아래 행 가운데 "the dog's thick" 문구가 있는 행에서 시작해 "point(83, 272)" 문구가 있는 행까지, 두 행을 모두 포함하여 한 글자도 바꾸지 말고 옮겨 적으세요.

(위치 표시 기록)
..........
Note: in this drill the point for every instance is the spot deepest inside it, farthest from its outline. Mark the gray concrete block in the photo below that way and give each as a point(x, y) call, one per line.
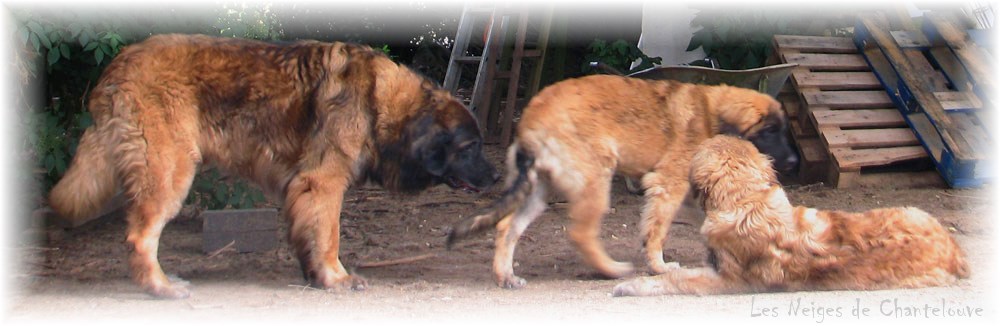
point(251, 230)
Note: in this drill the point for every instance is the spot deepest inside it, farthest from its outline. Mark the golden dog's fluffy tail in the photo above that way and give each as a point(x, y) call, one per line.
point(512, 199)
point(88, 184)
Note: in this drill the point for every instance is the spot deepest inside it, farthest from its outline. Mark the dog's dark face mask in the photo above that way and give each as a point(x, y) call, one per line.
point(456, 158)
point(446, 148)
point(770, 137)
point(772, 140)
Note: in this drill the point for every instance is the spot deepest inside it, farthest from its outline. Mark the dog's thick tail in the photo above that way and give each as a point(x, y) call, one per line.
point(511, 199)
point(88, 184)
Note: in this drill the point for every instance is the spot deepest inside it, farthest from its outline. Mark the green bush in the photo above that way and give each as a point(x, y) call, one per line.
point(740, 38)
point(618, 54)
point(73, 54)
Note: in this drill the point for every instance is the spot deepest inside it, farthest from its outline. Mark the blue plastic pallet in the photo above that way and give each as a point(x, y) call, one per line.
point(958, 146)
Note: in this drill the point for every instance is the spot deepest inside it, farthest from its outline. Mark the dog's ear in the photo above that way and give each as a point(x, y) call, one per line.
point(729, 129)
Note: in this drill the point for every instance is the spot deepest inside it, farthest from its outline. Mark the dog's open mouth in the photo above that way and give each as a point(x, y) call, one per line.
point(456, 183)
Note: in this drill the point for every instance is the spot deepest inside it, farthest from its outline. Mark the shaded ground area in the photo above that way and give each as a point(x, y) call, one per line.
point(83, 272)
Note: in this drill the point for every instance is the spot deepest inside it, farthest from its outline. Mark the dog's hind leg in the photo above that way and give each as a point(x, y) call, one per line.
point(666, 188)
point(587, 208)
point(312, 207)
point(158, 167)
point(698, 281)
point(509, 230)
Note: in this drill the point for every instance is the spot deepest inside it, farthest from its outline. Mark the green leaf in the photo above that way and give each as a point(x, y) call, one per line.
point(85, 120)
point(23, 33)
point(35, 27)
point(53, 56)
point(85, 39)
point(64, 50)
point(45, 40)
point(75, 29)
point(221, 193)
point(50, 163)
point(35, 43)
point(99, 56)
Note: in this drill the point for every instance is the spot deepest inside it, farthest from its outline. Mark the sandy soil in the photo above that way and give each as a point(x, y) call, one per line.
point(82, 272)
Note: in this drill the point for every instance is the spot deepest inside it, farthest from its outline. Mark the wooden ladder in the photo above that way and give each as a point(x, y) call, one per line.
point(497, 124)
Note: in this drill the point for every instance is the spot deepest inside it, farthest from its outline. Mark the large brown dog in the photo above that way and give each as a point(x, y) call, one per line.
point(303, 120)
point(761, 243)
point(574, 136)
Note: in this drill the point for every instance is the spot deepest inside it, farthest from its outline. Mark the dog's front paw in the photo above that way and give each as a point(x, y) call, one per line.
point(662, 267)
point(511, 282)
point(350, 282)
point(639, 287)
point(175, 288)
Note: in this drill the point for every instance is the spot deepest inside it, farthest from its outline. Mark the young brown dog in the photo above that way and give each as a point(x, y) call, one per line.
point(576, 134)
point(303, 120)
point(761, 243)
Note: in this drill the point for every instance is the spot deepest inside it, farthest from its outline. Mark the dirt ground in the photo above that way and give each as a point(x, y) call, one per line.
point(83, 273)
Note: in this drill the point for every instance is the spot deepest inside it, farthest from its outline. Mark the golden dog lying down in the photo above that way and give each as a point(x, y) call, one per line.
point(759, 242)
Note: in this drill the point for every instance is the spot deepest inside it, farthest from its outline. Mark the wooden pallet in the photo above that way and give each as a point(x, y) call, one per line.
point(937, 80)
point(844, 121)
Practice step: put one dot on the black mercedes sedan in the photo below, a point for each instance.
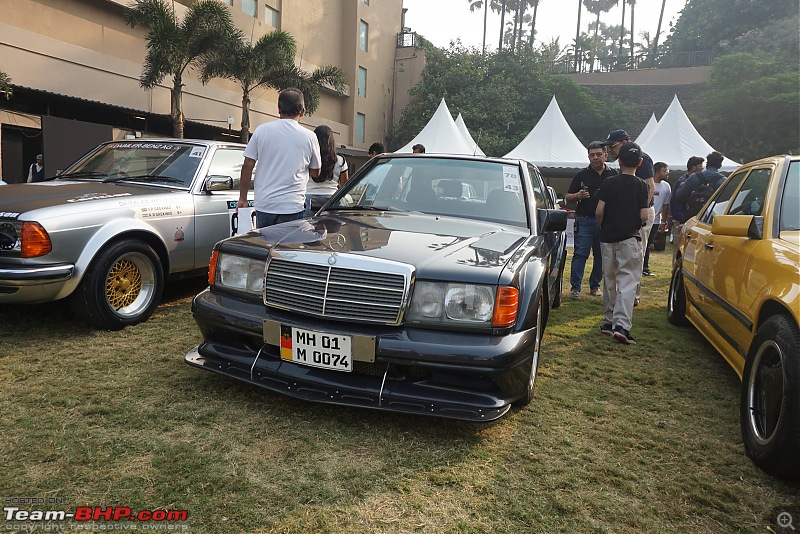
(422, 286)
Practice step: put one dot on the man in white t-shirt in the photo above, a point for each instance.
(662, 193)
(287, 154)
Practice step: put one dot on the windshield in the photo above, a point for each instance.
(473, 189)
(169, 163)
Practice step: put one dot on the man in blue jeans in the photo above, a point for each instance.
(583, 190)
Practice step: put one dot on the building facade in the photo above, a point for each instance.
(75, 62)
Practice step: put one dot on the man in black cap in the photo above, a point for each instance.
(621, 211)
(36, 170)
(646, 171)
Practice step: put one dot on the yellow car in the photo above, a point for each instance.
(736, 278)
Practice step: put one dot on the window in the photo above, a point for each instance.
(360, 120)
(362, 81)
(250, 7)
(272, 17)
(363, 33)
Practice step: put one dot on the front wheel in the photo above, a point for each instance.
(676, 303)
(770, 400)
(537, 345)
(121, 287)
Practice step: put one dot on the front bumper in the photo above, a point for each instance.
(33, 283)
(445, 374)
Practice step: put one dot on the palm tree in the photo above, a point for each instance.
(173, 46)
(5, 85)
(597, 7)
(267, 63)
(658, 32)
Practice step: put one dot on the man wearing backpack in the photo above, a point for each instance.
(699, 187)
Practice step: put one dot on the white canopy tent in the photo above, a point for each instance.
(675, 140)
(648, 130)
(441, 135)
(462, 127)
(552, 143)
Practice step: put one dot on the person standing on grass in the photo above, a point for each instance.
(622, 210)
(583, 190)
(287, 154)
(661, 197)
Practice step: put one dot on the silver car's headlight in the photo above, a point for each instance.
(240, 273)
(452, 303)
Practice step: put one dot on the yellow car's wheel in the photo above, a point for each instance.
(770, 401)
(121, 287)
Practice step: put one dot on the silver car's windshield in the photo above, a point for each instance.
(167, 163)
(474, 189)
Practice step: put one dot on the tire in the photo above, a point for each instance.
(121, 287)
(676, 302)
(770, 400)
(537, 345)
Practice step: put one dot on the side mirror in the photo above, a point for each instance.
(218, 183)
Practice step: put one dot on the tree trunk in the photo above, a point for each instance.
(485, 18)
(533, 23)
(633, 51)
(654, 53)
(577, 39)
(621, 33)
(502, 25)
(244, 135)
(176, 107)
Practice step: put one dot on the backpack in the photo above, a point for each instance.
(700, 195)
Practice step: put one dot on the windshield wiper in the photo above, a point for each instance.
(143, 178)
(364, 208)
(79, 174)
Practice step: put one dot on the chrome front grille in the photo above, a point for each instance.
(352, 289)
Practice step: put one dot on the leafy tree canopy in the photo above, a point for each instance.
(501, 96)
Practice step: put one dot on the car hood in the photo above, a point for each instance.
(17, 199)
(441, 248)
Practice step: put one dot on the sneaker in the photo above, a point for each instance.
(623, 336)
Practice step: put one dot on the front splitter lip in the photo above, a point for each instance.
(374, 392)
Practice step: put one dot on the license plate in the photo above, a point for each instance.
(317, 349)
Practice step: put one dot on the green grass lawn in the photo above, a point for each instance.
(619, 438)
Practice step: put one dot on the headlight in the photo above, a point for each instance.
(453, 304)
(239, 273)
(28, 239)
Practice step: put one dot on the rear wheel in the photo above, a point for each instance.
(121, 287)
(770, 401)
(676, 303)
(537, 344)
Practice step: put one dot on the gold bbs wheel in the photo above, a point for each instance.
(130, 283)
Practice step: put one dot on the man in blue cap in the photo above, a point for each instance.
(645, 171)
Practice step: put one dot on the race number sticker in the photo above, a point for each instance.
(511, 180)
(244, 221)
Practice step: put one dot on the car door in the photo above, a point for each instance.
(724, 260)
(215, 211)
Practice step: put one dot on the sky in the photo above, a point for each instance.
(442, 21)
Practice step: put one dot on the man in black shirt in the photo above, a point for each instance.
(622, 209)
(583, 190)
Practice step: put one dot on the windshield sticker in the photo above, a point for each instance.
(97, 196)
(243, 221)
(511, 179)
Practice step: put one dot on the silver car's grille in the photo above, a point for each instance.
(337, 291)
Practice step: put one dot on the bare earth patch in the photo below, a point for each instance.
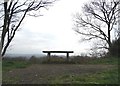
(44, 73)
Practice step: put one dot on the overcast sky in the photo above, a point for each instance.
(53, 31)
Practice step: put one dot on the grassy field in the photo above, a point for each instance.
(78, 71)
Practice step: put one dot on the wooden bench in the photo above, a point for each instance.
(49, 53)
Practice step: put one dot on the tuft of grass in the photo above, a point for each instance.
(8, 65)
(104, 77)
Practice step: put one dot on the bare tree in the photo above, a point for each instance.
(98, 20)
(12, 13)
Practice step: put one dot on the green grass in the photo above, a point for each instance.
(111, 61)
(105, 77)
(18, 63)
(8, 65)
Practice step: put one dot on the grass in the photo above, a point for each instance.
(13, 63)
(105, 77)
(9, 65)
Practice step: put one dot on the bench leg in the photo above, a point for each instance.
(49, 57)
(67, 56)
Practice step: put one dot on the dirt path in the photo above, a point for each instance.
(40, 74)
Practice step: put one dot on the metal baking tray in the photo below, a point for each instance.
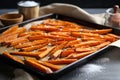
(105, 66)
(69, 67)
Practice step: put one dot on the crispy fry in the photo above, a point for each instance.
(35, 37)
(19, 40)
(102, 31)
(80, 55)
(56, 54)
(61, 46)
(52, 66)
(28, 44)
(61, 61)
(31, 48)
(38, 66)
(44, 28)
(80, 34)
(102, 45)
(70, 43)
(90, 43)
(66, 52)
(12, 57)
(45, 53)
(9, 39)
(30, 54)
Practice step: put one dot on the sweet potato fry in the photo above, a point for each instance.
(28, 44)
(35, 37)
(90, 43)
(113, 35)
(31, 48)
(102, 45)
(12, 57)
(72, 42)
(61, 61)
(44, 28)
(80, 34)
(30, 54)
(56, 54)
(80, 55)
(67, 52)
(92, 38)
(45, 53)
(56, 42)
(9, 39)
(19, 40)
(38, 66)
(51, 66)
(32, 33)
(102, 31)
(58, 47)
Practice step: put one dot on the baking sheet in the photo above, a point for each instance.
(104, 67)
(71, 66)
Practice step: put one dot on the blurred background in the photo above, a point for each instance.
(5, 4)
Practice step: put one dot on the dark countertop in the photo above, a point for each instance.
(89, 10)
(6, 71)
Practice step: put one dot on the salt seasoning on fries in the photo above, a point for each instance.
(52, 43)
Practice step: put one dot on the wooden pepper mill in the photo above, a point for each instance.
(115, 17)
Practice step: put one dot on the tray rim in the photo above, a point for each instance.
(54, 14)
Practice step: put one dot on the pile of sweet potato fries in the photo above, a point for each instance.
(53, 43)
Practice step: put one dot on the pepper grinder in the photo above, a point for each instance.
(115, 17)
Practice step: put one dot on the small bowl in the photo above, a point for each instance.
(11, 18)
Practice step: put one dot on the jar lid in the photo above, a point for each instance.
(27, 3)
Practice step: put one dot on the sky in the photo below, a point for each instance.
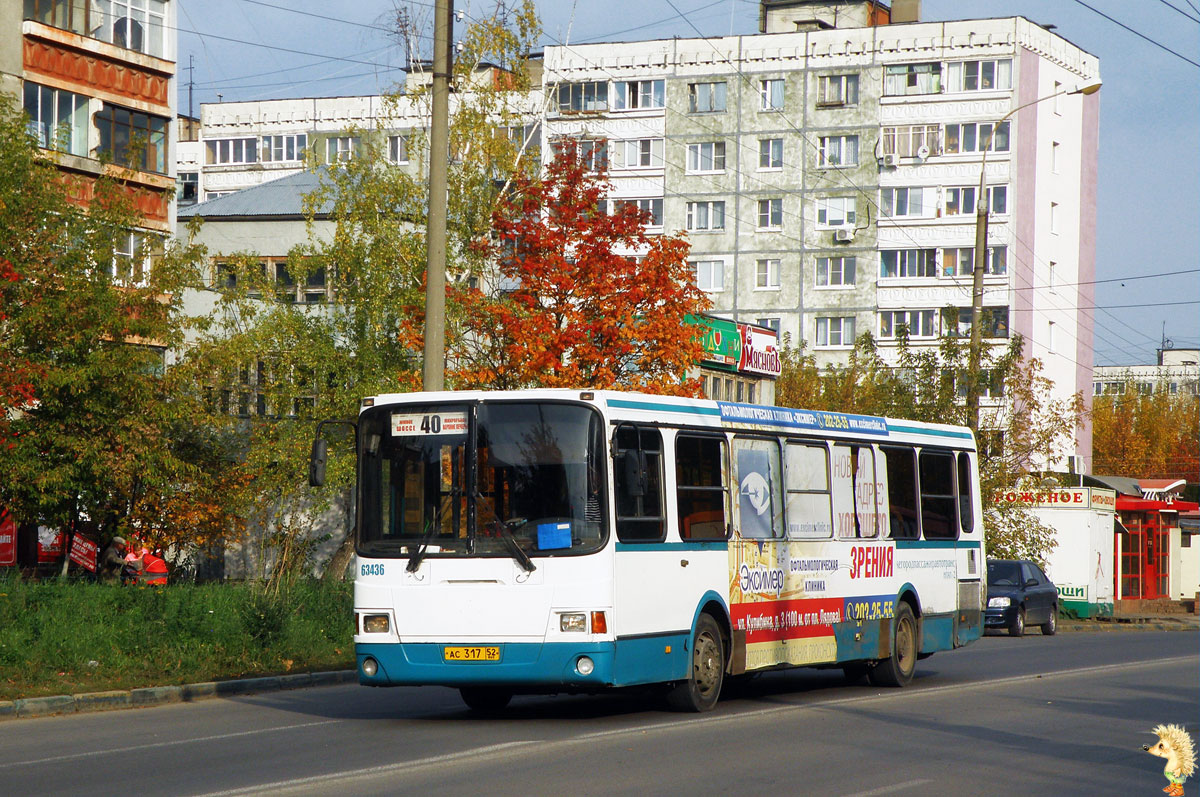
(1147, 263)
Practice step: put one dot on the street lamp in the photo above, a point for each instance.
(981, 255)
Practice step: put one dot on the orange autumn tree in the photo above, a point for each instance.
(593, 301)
..........
▸ **정답**:
Note: in this drill the point for every instance is the spot deepest inside it, farthest from its outline. Mark the dog's thick tail in the photo above that way and give each as a point(x, y) call, one per line.
point(511, 199)
point(88, 184)
Note: in this drill the point for every instance is the spot deepest inside it, farthest from its outline. Mark the green bush in the photo above that way and give each as a point(x, y) call, one per line.
point(740, 38)
point(618, 54)
point(73, 54)
Note: in this drill the point for every instance is the spot deepest inside it, farthest from its outline. Mark the blue plastic pallet in the photo above that way and give each as a point(x, y) call, one per line.
point(958, 146)
Note: in this drill the point for every instance is the spot deepest inside it, farthest from its outline. Mark the dog's ear in the photo above that way and give each as a point(x, y) call, one per line.
point(729, 129)
Note: in this drill the point for every instance is the spot deepest inside it, farthest from its outline. Mark the dog's open mouth in the photo above that way and give each as a point(x, y) call, one per line.
point(456, 183)
Note: in this drill the point for every instance is the spot deepest inside it, farthest from its outline. Mark the shaded ground area in the photo above that way and give each as a point(x, y) call, one per line.
point(83, 272)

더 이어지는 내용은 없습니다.